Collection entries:
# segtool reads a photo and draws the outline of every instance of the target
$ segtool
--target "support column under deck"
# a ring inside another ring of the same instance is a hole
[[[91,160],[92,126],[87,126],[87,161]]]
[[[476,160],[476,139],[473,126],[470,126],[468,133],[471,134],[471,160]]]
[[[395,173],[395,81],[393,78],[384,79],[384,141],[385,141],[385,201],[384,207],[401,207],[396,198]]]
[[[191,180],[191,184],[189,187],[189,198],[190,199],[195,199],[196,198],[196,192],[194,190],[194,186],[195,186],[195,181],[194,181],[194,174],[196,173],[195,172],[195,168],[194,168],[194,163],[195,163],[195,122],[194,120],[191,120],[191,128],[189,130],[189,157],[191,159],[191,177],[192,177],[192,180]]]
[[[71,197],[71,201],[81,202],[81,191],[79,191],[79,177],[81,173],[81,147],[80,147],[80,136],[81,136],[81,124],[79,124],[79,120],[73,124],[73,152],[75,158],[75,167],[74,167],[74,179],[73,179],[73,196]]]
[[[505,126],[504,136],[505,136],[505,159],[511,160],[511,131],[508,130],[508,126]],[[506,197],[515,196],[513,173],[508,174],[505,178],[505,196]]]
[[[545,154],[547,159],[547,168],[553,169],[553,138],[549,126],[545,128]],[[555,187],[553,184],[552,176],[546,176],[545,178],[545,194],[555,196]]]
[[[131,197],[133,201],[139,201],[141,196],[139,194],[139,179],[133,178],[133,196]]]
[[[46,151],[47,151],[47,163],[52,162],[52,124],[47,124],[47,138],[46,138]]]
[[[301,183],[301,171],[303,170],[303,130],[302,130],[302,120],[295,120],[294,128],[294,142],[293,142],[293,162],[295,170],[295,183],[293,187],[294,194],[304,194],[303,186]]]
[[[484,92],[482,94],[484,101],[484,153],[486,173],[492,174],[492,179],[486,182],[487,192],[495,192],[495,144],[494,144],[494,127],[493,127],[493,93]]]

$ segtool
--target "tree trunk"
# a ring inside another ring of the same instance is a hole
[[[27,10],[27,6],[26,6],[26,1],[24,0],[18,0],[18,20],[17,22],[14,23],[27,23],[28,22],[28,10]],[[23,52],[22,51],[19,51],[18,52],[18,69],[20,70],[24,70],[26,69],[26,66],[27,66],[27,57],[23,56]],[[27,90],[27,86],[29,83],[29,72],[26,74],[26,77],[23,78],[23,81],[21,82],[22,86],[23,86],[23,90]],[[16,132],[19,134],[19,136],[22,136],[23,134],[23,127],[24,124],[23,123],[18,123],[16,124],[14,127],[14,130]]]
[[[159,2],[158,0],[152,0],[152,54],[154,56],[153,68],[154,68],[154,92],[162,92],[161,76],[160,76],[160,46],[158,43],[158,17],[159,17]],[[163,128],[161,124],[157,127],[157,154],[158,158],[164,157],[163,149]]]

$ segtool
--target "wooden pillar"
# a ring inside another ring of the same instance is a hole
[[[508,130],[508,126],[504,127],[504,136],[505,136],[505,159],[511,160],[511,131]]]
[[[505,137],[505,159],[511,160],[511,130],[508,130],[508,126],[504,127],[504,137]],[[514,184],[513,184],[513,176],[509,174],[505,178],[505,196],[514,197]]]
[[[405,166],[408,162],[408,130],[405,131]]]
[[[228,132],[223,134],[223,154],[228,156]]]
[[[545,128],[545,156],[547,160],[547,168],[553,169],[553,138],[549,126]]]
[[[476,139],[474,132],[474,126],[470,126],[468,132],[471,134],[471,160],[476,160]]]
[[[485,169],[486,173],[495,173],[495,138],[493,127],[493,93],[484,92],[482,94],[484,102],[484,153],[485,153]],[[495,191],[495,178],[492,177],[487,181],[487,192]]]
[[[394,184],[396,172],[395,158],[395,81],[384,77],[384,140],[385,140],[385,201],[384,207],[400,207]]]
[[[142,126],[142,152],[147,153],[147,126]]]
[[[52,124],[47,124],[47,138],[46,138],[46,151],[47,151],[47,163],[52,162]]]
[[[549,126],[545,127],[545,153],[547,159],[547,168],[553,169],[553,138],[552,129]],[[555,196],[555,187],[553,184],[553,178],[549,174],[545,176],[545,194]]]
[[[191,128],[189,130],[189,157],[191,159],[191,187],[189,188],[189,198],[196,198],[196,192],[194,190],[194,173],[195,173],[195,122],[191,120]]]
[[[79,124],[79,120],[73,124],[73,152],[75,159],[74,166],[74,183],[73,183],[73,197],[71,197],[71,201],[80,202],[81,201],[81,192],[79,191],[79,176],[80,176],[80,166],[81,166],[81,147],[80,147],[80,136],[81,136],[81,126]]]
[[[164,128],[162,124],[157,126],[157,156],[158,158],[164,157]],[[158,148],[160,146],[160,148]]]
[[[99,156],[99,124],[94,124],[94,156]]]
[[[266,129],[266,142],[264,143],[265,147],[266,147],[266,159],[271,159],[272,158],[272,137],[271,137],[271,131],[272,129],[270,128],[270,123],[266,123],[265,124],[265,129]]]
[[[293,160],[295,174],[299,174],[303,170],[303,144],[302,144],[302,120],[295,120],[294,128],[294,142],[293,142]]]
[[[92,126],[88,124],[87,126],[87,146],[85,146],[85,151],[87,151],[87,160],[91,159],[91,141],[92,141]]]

- Task prompt
Reproduce every one of the records above line for line, with no changes.

- Output for this exercise
# segtool reads a photo and draws the outline of every instance of the target
$ segtool
--target "support column under deck"
# a ring inside another ring of the same instance is a hole
[[[91,160],[92,126],[87,126],[87,161]]]
[[[476,160],[476,139],[473,126],[470,126],[468,133],[471,134],[471,160]]]
[[[395,173],[395,81],[393,78],[384,79],[384,141],[385,141],[385,201],[384,207],[401,207],[396,198]]]
[[[191,180],[191,184],[189,187],[189,198],[190,199],[195,199],[196,198],[196,192],[194,190],[194,186],[195,186],[195,181],[194,181],[194,174],[196,173],[195,172],[195,168],[194,168],[194,163],[195,163],[195,122],[194,120],[191,120],[191,128],[189,130],[189,157],[191,159],[191,177],[192,177],[192,180]]]
[[[71,197],[71,201],[81,202],[81,191],[79,191],[79,177],[81,173],[81,147],[80,147],[80,136],[81,136],[81,124],[79,124],[79,120],[73,124],[73,152],[75,158],[75,167],[74,167],[74,179],[73,179],[73,196]]]
[[[505,126],[504,136],[505,136],[505,159],[511,160],[511,131],[508,130],[508,126]],[[506,197],[515,196],[513,173],[508,174],[505,178],[505,196]]]
[[[545,154],[547,159],[547,168],[553,169],[553,138],[549,126],[545,128]],[[555,187],[553,184],[552,176],[546,176],[545,178],[545,194],[555,196]]]
[[[131,197],[133,201],[139,201],[141,196],[139,194],[139,179],[133,178],[133,196]]]
[[[46,151],[47,151],[47,163],[52,162],[52,124],[47,124],[47,138],[46,138]]]
[[[301,183],[301,171],[303,170],[303,130],[302,130],[302,120],[295,120],[294,128],[294,142],[293,142],[293,162],[295,170],[295,183],[293,187],[294,194],[304,194],[303,186]]]
[[[484,92],[482,94],[484,101],[484,153],[486,173],[492,174],[492,179],[486,182],[487,192],[495,192],[495,144],[494,144],[494,127],[493,127],[493,93]]]

$ segtool
--target "tree trunk"
# a ring inside another ring of the same instance is a hole
[[[27,10],[27,6],[26,6],[26,1],[24,0],[18,0],[18,20],[17,22],[14,23],[27,23],[28,22],[28,10]],[[23,52],[22,51],[19,51],[18,52],[18,69],[20,70],[24,70],[26,69],[26,66],[27,66],[27,57],[23,56]],[[27,90],[27,86],[29,83],[29,72],[26,74],[26,77],[23,78],[23,81],[21,82],[22,86],[23,86],[23,90]],[[16,132],[19,134],[19,136],[22,136],[23,134],[23,127],[24,124],[23,123],[18,123],[16,124],[14,127],[14,130]]]
[[[159,2],[158,0],[152,0],[152,54],[154,56],[153,68],[154,68],[154,92],[162,92],[161,76],[160,76],[160,46],[158,43],[158,17],[159,17]],[[163,128],[161,124],[157,127],[157,154],[158,158],[164,157],[163,149]]]

$ segtool
--target "wooden pillar"
# a ring inside another ring of the same instance is a hole
[[[508,130],[508,126],[504,127],[504,136],[505,136],[505,159],[511,160],[511,131]]]
[[[505,137],[505,159],[511,160],[511,130],[508,130],[508,126],[504,127],[504,137]],[[514,184],[513,184],[513,176],[509,174],[505,178],[505,196],[514,197]]]
[[[405,166],[408,162],[408,130],[405,131]]]
[[[228,132],[223,134],[223,154],[228,156]]]
[[[545,128],[545,156],[547,160],[547,168],[553,169],[553,138],[549,126]]]
[[[476,139],[474,132],[474,126],[470,126],[468,132],[471,134],[471,160],[476,160]]]
[[[485,169],[486,173],[495,173],[495,138],[493,127],[493,93],[484,92],[482,94],[484,102],[484,153],[485,153]],[[495,191],[495,178],[492,177],[487,181],[487,192]]]
[[[394,184],[396,172],[395,158],[395,81],[384,77],[384,140],[385,140],[385,201],[384,207],[400,207]]]
[[[142,126],[142,152],[147,153],[147,126]]]
[[[52,124],[47,124],[47,138],[46,138],[46,151],[47,151],[47,163],[52,162]]]
[[[549,126],[545,127],[545,153],[547,159],[547,168],[553,169],[553,138],[552,129]],[[555,196],[555,187],[553,184],[553,178],[549,174],[545,176],[545,194]]]
[[[191,128],[189,130],[189,157],[191,159],[191,187],[189,188],[189,198],[196,198],[196,192],[194,190],[194,173],[195,173],[195,122],[191,120]]]
[[[79,124],[79,120],[73,124],[73,152],[75,159],[74,166],[74,183],[73,183],[73,197],[71,197],[71,201],[80,202],[81,201],[81,192],[79,191],[79,176],[80,176],[80,166],[81,166],[81,147],[80,147],[80,136],[81,136],[81,126]]]
[[[164,128],[162,124],[157,126],[157,156],[158,158],[164,157]],[[158,148],[160,146],[160,148]]]
[[[99,156],[99,124],[94,124],[94,156]]]
[[[266,129],[266,142],[264,143],[265,147],[266,147],[266,159],[271,159],[272,158],[272,137],[271,137],[271,131],[272,129],[270,128],[270,123],[266,123],[265,124],[265,129]]]
[[[293,160],[295,174],[299,174],[303,170],[303,144],[302,144],[302,120],[295,120],[294,128],[294,142],[293,142]]]
[[[92,126],[88,124],[87,126],[87,146],[85,146],[85,151],[87,151],[87,160],[91,159],[91,141],[92,141]]]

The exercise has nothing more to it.